▶ Task goal
Arrange the lines of the listing, from the line containing "Target: cat's nose" through the end of the listing, as a Markdown table with the columns Row and Line. Put a row number under Row and the line under Line, and leave out blank lines.

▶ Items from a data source

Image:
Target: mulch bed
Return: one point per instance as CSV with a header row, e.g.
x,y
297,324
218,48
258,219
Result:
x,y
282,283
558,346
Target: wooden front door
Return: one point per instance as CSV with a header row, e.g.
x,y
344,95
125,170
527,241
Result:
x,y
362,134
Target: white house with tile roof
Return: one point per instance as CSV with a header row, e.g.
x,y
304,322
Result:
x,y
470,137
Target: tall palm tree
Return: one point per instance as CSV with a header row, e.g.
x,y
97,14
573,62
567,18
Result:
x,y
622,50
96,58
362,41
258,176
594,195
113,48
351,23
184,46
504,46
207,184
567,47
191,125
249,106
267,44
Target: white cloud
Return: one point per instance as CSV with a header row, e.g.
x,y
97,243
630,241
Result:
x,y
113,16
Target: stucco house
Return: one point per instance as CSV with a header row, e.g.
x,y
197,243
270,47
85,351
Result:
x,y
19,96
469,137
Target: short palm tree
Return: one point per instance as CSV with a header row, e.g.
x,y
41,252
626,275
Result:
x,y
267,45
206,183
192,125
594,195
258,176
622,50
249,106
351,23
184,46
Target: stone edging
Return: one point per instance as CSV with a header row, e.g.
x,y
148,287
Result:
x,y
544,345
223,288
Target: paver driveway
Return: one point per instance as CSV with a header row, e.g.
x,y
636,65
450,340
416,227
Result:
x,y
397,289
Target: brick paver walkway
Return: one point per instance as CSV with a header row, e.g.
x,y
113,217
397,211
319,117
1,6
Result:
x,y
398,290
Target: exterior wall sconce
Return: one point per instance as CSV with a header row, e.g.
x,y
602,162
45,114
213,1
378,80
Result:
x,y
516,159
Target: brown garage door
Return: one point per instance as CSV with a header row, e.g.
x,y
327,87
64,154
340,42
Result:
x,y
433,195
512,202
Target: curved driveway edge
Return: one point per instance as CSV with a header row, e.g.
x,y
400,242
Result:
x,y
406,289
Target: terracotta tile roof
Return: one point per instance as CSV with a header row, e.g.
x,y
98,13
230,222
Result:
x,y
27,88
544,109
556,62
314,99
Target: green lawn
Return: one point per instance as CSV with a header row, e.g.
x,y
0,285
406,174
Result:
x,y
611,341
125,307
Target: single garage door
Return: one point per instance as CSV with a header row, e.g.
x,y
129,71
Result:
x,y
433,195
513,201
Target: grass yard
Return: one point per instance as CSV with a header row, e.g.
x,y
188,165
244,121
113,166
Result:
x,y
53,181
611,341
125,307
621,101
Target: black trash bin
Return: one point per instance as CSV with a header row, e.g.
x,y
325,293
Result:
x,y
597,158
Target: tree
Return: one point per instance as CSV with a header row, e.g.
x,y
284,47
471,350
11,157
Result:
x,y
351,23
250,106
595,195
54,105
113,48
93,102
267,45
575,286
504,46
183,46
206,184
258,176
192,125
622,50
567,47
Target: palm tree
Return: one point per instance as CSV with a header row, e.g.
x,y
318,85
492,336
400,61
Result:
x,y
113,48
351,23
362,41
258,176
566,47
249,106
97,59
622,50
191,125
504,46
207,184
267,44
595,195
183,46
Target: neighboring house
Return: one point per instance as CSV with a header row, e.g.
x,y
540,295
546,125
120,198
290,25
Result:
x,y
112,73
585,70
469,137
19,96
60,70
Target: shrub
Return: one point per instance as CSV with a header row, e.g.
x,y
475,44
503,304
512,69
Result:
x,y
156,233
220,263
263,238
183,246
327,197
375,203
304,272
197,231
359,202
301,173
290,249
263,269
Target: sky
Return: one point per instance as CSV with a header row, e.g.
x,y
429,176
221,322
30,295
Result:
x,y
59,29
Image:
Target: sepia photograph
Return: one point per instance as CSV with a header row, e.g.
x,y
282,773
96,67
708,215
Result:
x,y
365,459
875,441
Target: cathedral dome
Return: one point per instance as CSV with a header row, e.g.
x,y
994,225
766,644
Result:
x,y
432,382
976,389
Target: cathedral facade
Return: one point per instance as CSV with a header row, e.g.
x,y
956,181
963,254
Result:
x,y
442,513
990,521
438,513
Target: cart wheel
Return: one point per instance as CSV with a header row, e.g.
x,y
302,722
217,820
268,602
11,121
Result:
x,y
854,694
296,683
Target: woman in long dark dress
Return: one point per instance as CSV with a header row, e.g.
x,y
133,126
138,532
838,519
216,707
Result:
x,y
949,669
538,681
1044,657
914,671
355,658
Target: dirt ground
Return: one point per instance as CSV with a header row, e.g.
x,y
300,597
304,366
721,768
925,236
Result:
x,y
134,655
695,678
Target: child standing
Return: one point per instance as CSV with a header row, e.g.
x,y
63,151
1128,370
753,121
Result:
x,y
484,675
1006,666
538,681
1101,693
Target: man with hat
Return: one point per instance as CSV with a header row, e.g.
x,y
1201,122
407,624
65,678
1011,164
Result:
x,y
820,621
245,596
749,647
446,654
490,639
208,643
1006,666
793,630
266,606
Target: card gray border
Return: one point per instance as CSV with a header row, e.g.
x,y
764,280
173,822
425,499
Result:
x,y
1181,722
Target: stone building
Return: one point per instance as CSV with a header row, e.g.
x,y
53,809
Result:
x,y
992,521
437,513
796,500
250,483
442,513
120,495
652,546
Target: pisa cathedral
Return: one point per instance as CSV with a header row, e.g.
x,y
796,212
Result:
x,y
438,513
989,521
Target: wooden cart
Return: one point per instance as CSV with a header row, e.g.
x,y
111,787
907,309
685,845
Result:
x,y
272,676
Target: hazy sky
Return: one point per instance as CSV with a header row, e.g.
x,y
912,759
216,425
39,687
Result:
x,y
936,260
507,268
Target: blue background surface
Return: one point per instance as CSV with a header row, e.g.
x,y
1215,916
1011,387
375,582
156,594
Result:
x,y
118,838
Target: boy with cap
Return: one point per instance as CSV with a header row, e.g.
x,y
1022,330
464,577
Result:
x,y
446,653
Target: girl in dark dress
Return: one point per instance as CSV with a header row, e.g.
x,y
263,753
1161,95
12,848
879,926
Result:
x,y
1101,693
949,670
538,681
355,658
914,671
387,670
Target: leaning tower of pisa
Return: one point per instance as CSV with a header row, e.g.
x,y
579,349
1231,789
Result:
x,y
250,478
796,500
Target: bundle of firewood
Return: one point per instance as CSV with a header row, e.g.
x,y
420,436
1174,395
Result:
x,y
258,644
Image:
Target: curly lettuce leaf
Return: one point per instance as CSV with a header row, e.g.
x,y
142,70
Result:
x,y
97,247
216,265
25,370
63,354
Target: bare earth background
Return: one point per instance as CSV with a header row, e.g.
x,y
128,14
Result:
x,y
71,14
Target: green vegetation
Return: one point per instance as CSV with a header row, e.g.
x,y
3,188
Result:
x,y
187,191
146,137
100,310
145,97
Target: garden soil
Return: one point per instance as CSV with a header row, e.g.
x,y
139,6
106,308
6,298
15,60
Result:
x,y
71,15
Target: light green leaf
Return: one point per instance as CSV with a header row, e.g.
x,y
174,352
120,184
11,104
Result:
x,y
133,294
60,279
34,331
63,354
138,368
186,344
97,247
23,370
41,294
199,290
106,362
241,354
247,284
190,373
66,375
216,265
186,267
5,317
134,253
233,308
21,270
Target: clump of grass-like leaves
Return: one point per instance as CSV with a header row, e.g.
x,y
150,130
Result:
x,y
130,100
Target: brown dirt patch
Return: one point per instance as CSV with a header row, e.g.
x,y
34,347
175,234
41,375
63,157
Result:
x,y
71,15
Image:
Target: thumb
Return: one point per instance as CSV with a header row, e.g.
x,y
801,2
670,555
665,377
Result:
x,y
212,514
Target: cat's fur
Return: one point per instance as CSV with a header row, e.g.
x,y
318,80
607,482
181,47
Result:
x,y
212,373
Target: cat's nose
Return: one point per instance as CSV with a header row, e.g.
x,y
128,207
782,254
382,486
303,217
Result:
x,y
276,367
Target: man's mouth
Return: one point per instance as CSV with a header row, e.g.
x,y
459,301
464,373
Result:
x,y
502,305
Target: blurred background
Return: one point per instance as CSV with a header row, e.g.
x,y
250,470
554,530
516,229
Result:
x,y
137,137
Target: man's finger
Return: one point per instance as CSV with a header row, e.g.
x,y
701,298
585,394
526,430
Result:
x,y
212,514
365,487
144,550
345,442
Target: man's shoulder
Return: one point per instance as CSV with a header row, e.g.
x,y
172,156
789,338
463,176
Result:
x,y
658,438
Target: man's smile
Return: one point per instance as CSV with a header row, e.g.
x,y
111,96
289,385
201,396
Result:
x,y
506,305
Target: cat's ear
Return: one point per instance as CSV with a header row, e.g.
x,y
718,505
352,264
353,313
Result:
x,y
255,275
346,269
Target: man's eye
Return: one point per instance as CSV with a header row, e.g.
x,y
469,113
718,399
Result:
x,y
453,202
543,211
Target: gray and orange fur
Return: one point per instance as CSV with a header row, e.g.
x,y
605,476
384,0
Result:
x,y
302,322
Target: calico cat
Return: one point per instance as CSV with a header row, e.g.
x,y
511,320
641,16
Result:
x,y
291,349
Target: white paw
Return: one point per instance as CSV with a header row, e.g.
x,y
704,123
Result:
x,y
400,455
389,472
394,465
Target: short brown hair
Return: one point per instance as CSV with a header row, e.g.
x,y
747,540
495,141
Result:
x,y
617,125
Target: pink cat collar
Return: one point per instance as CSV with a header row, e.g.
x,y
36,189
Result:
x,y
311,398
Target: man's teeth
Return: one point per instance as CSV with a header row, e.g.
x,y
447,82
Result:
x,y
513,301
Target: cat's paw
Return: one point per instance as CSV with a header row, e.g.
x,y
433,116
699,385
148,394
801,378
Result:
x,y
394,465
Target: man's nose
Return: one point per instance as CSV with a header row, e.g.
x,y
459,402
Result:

▶ Result for this task
| Row | Line |
|---|---|
| 1 | Target: cat's nose |
| 2 | Return: one point per instance as CSV with a header row, e.g. |
| 3 | x,y |
| 4 | 128,207 |
| 5 | 782,254 |
| 6 | 382,486 |
| 7 | 303,217 |
| 8 | Result: |
| 9 | x,y |
| 10 | 276,367 |
| 11 | Target: man's mouth |
| 12 | Return: one point per instance as CSV with a header row, e.g. |
| 13 | x,y |
| 14 | 459,301 |
| 15 | 464,373 |
| 16 | Result: |
| 17 | x,y |
| 18 | 502,305 |
| 19 | Target: blurred background |
| 20 | Return: one point per instance as CSV with a header row, e.g. |
| 21 | x,y |
| 22 | 250,470 |
| 23 | 554,530 |
| 24 | 516,229 |
| 25 | Result: |
| 26 | x,y |
| 27 | 137,137 |
| 28 | Target: man's finger |
| 29 | Return: one point per instance as CSV with a header row, e.g. |
| 30 | x,y |
| 31 | 701,298 |
| 32 | 585,394 |
| 33 | 526,430 |
| 34 | Result: |
| 35 | x,y |
| 36 | 212,514 |
| 37 | 365,487 |
| 38 | 144,550 |
| 39 | 345,442 |
| 40 | Target: man's shoulder |
| 41 | Return: one point per instance as CSV with a header row, e.g. |
| 42 | x,y |
| 43 | 172,156 |
| 44 | 789,338 |
| 45 | 463,176 |
| 46 | Result: |
| 47 | x,y |
| 48 | 658,438 |
| 49 | Target: man's smile |
| 50 | Return: one point per instance as CSV with a header row, e.g. |
| 51 | x,y |
| 52 | 111,96 |
| 53 | 289,385 |
| 54 | 201,396 |
| 55 | Result: |
| 56 | x,y |
| 57 | 506,305 |
| 58 | Target: cat's ear |
| 59 | Return: one point per instance as CSV with a header row, e.g. |
| 60 | x,y |
| 61 | 718,505 |
| 62 | 352,264 |
| 63 | 353,313 |
| 64 | Result: |
| 65 | x,y |
| 66 | 255,275 |
| 67 | 346,269 |
| 68 | Target: man's eye |
| 69 | Return: one point per instance as CSV with a header row, e.g. |
| 70 | x,y |
| 71 | 469,113 |
| 72 | 718,399 |
| 73 | Result: |
| 74 | x,y |
| 75 | 453,202 |
| 76 | 543,211 |
| 77 | Target: gray and orange fur |
| 78 | Return: one point per instance as CSV with a header row, e.g. |
| 79 | x,y |
| 80 | 605,476 |
| 81 | 384,0 |
| 82 | Result: |
| 83 | x,y |
| 84 | 302,322 |
| 85 | Target: calico cat |
| 86 | Return: one point per instance as CSV with a header row, e.g. |
| 87 | x,y |
| 88 | 511,320 |
| 89 | 641,16 |
| 90 | Result: |
| 91 | x,y |
| 92 | 291,349 |
| 93 | Target: white paw |
| 94 | Return: one point per instance as CSV with a header row, e.g. |
| 95 | x,y |
| 96 | 704,123 |
| 97 | Result: |
| 98 | x,y |
| 99 | 400,455 |
| 100 | 389,472 |
| 101 | 394,465 |
| 102 | Target: short brown hair |
| 103 | Return: one point per instance as CSV with a header row, e.g. |
| 104 | x,y |
| 105 | 747,540 |
| 106 | 495,141 |
| 107 | Result: |
| 108 | x,y |
| 109 | 617,125 |
| 110 | Target: pink cat collar |
| 111 | Return: one point per instance as CSV with a header row, e.g. |
| 112 | x,y |
| 113 | 36,189 |
| 114 | Result: |
| 115 | x,y |
| 116 | 311,398 |
| 117 | Target: man's teeth |
| 118 | Return: one point per instance as CSV with a header row, e.g. |
| 119 | x,y |
| 120 | 447,82 |
| 121 | Result: |
| 122 | x,y |
| 123 | 513,301 |
| 124 | Target: cat's paw |
| 125 | Return: one point per instance as CSV with a header row, e.g. |
| 126 | x,y |
| 127 | 433,116 |
| 128 | 699,385 |
| 129 | 148,394 |
| 130 | 801,378 |
| 131 | Result: |
| 132 | x,y |
| 133 | 394,465 |
| 134 | Target: man's nose |
| 135 | Return: one point per instance as CSV with a header row, e.g. |
| 136 | x,y |
| 137 | 459,402 |
| 138 | Result: |